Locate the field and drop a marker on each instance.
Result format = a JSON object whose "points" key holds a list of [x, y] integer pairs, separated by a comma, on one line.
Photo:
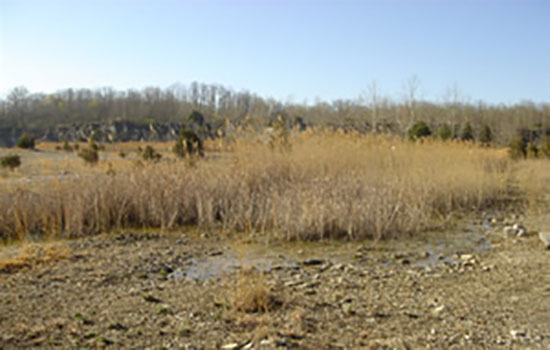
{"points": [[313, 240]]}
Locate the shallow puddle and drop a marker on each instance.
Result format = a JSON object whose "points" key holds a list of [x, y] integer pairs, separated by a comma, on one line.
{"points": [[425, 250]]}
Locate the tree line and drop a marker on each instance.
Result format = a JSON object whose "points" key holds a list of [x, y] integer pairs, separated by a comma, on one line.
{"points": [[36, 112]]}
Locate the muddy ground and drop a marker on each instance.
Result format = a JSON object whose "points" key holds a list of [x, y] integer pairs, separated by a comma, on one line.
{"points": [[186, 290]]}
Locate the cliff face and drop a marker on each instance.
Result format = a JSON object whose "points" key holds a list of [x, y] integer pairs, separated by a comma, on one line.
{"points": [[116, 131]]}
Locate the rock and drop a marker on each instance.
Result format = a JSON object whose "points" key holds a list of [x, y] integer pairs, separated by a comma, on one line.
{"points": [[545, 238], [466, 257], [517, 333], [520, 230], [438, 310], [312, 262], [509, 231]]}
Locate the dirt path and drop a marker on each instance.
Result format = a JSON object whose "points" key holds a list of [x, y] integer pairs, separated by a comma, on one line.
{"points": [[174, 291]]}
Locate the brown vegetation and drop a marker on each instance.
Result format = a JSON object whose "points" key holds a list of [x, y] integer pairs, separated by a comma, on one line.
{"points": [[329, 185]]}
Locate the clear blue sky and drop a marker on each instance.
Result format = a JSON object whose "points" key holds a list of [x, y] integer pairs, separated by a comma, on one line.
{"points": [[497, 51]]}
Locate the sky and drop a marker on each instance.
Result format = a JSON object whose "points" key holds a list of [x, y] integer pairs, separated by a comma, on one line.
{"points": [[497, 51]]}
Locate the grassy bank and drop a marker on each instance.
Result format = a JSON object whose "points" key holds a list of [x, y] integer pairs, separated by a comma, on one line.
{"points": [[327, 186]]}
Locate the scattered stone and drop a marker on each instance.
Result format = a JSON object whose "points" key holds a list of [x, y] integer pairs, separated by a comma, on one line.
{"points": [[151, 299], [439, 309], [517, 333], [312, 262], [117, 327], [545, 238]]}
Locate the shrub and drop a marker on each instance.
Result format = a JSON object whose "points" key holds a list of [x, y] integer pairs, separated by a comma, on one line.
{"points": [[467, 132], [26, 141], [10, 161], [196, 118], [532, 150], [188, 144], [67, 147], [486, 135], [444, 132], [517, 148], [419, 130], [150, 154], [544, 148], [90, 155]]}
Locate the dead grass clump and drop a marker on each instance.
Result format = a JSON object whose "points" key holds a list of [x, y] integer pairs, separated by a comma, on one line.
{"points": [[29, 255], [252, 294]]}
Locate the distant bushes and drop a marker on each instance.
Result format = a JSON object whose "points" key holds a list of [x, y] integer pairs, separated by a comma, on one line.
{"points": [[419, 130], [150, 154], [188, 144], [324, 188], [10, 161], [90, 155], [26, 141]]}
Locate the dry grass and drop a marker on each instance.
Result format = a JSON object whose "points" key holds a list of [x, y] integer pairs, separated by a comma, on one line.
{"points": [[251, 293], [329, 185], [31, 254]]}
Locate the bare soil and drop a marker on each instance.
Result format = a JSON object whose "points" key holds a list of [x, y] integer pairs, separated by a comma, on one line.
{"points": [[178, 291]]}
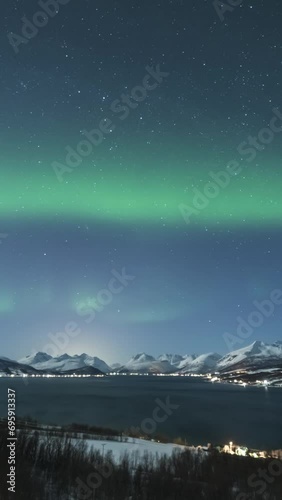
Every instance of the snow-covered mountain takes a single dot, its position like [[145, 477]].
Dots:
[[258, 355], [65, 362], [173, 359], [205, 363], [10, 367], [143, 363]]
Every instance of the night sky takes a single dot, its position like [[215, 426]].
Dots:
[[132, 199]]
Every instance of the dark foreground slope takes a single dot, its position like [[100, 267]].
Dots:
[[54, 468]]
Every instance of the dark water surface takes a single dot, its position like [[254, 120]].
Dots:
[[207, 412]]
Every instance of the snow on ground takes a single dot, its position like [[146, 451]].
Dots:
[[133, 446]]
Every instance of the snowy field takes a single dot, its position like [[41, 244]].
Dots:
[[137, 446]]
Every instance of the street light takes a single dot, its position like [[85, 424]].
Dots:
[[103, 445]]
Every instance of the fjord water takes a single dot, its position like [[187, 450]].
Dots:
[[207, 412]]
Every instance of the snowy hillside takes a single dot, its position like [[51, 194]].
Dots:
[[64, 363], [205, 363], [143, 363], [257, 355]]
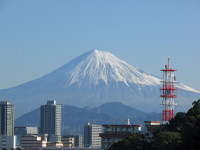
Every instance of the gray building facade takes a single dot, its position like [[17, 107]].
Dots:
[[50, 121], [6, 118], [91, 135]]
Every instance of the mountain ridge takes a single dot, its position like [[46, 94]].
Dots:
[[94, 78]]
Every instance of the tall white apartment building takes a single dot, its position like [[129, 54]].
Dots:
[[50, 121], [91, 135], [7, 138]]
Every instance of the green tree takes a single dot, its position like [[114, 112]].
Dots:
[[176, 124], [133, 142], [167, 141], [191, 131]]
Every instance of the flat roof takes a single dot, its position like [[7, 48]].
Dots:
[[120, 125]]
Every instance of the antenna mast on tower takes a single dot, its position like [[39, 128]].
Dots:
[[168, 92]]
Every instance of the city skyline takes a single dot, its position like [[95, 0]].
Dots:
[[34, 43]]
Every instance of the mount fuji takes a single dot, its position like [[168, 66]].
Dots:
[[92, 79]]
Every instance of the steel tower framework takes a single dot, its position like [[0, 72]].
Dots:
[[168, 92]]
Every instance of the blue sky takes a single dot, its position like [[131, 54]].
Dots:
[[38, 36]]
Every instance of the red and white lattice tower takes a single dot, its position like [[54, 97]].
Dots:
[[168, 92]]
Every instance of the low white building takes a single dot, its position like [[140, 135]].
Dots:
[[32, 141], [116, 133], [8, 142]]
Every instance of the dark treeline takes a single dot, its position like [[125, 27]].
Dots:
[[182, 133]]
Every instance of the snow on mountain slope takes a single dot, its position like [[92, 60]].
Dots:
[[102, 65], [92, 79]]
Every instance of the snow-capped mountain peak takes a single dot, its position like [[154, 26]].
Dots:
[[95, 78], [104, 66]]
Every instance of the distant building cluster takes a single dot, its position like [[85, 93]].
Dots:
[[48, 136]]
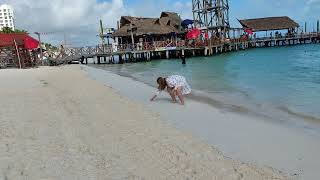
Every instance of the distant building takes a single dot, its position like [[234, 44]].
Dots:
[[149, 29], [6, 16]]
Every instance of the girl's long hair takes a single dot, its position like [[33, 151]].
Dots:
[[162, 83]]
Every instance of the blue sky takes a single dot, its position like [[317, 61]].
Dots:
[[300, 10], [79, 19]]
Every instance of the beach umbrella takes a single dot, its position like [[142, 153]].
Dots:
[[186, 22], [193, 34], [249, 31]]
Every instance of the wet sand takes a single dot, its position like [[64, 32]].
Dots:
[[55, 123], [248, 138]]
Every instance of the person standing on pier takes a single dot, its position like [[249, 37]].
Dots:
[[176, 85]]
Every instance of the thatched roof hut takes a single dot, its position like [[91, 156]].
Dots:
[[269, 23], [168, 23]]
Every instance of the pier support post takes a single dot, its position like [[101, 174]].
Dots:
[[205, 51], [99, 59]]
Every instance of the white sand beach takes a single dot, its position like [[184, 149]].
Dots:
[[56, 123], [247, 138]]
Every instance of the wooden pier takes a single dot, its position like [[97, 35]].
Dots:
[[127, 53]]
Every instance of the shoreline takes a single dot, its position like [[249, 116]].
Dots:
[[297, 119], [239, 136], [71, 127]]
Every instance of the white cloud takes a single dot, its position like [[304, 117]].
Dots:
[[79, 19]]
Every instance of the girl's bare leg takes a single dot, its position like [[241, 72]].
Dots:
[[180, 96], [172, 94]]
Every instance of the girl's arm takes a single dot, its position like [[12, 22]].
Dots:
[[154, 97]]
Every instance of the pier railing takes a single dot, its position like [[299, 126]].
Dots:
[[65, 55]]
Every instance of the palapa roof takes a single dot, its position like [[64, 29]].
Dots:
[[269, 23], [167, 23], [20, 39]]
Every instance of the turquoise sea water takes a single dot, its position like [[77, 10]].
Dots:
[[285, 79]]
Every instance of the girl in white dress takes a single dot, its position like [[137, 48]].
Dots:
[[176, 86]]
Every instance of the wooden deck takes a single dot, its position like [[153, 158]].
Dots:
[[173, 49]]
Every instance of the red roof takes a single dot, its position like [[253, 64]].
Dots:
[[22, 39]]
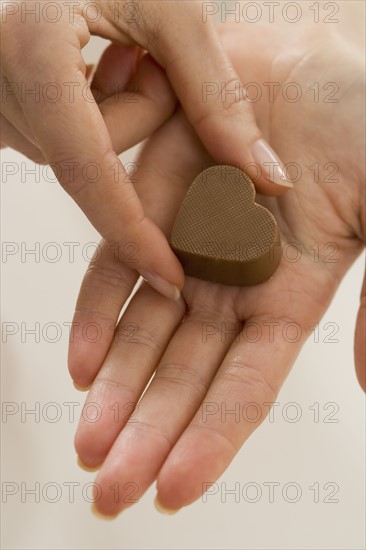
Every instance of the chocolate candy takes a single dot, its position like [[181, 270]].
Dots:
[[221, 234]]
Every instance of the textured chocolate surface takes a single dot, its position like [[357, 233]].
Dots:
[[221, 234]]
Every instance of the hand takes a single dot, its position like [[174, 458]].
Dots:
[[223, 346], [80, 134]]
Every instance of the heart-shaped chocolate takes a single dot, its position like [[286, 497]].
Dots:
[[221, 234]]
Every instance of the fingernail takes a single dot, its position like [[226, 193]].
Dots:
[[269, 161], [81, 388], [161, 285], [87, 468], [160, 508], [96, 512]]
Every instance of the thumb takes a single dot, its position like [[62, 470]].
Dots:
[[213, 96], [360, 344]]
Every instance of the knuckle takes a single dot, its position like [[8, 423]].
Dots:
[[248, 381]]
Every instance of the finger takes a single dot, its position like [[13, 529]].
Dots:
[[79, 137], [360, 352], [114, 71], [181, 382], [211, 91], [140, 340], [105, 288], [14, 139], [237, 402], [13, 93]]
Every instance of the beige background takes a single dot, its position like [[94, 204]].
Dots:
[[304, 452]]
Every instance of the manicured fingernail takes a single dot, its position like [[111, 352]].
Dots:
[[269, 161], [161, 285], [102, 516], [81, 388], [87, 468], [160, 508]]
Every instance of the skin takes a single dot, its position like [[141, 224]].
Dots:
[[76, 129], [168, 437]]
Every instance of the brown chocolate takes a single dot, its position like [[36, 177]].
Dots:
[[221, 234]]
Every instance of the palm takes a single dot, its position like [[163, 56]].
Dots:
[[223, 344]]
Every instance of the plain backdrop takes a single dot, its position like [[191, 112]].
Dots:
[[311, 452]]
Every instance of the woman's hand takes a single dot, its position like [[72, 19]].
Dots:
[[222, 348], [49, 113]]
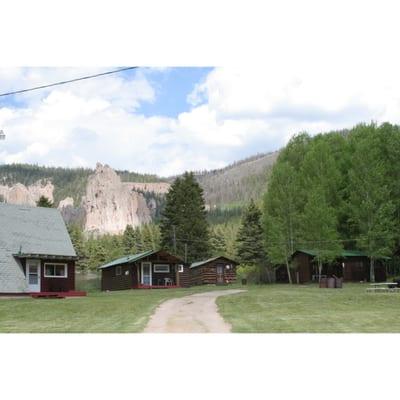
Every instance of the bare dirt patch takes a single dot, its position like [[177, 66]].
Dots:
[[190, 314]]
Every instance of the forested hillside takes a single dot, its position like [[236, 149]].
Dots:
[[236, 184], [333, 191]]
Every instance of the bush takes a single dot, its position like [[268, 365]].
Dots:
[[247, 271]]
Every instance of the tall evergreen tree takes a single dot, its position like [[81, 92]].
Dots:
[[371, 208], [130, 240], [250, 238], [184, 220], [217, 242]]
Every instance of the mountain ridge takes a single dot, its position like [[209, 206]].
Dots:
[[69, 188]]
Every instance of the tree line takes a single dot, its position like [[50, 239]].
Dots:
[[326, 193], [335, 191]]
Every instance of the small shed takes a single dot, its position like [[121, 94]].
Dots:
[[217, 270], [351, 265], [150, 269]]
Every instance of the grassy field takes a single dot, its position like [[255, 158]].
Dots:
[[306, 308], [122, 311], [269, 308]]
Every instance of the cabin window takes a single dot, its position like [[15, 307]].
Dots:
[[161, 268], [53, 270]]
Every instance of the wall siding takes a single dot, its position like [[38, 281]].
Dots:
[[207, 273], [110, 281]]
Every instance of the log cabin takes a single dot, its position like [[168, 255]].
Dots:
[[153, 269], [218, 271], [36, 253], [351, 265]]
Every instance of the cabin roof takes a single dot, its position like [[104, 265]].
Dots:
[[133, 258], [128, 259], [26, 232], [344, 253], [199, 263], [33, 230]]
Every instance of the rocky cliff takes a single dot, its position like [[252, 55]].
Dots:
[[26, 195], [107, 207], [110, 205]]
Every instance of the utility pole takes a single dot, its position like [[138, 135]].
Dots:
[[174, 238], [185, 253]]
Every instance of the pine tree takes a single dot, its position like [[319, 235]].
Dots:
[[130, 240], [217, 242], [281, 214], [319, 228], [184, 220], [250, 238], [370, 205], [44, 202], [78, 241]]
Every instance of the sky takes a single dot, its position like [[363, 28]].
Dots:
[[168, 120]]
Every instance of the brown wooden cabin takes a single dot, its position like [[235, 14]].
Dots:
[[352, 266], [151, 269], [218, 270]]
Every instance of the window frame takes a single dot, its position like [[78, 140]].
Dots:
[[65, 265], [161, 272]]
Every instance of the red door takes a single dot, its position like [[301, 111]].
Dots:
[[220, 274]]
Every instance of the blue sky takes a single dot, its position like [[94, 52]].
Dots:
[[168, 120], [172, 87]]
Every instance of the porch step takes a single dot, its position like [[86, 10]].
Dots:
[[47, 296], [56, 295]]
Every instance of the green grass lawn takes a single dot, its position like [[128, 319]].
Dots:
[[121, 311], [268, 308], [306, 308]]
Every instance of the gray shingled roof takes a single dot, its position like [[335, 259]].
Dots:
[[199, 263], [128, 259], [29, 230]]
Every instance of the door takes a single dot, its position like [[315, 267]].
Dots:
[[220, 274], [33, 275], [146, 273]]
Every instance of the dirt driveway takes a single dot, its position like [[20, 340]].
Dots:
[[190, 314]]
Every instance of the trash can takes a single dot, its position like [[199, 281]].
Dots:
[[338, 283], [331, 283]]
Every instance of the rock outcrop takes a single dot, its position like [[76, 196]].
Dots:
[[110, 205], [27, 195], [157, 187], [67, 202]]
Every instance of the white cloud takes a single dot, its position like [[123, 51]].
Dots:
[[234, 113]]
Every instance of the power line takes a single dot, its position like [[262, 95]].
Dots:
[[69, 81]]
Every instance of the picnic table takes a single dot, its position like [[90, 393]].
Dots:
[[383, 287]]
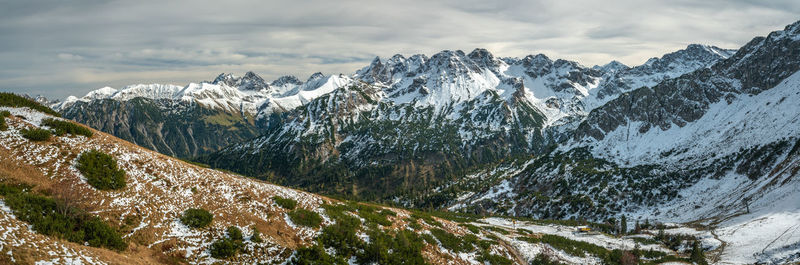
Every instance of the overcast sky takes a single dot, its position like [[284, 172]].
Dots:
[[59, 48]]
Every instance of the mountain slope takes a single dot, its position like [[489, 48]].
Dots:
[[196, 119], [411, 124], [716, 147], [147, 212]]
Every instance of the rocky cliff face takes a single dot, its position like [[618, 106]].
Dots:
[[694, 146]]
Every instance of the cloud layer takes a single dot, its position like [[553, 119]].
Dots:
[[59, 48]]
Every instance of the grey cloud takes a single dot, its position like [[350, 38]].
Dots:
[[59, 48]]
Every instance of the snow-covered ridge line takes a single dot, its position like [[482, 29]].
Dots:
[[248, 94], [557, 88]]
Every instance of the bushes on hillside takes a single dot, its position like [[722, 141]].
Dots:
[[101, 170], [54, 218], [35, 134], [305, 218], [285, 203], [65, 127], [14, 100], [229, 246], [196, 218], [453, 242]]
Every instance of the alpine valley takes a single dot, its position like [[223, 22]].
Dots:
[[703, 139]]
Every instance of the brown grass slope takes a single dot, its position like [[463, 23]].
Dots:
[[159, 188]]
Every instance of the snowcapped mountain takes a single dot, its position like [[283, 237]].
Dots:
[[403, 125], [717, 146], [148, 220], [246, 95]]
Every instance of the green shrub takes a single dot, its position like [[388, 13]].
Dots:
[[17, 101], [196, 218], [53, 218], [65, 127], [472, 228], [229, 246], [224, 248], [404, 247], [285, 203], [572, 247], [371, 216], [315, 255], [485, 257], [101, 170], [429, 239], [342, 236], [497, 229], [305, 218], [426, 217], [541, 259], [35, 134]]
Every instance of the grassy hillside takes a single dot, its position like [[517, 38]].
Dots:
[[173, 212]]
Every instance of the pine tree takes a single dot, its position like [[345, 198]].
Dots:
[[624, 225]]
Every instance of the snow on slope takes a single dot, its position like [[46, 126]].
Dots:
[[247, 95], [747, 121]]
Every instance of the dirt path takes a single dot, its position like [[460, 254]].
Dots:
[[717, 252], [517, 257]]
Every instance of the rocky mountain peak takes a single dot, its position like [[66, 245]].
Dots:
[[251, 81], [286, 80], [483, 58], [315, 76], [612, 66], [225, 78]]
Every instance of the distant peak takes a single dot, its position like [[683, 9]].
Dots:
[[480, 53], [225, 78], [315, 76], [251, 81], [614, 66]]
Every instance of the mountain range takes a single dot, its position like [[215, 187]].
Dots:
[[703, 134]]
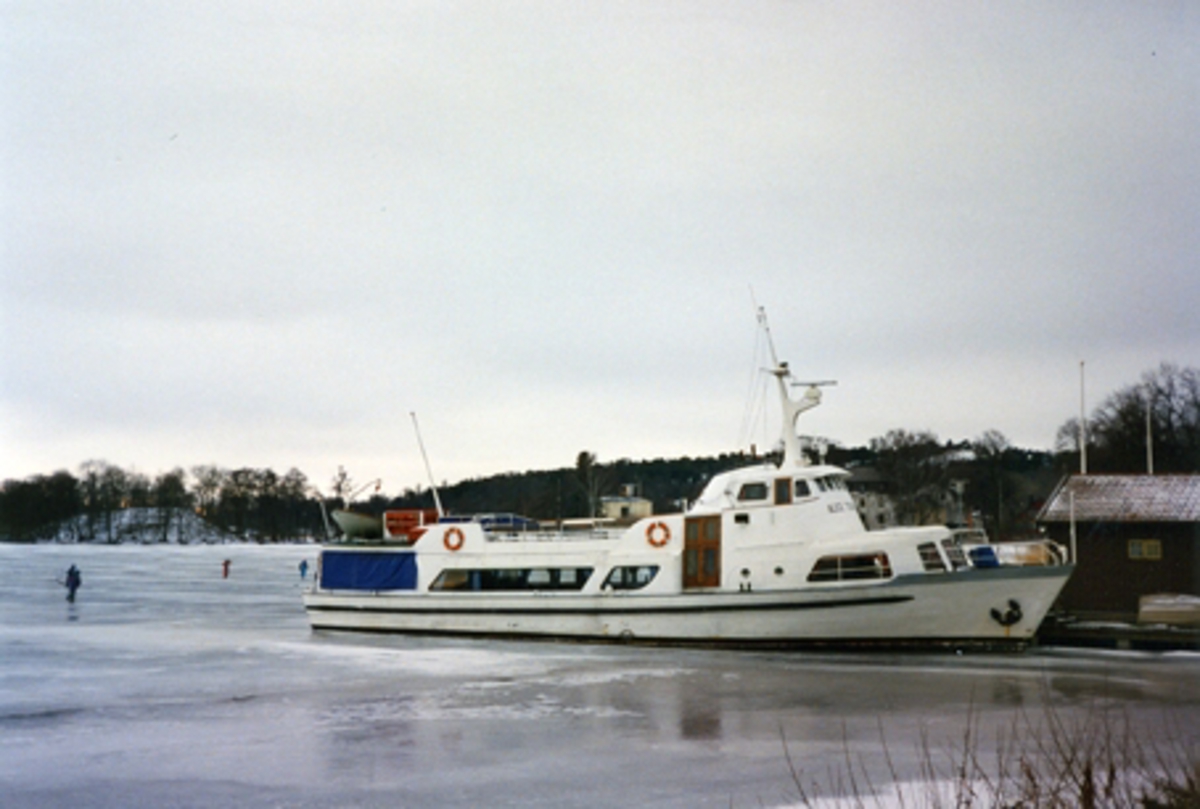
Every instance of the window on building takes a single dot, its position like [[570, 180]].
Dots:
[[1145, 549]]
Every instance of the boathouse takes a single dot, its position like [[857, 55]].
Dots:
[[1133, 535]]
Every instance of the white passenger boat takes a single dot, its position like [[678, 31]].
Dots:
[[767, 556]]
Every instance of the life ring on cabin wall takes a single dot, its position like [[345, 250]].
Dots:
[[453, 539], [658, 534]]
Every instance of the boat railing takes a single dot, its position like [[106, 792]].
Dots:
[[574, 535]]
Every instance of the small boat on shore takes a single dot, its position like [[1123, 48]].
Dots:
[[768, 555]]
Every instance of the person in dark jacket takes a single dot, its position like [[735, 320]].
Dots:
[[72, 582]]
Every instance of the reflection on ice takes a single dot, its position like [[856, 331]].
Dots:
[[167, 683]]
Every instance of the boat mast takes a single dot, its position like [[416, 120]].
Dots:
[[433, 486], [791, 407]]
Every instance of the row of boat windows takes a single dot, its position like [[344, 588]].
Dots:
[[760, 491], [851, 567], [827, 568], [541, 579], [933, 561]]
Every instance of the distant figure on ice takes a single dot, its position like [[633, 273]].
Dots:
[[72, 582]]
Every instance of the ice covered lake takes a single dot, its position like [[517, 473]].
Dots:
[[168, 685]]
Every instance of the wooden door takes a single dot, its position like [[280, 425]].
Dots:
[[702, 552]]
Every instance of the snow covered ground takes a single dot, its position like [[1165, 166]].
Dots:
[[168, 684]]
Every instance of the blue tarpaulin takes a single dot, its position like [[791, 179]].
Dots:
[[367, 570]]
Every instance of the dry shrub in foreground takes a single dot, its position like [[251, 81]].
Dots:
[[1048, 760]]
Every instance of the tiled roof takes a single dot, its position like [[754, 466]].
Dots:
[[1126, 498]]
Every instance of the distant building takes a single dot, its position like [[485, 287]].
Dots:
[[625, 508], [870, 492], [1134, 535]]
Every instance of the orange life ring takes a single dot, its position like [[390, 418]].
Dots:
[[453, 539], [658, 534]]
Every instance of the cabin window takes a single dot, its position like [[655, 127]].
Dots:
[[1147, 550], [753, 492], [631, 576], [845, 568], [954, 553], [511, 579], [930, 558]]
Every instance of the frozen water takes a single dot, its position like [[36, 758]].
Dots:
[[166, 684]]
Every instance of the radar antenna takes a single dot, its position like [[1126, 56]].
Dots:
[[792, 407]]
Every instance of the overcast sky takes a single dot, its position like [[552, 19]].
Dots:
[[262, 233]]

○ ○ ○ ○

▸ **Work request**
How many of the lines above hold the word "field"? Give only that number.

▸ **Output for this task**
3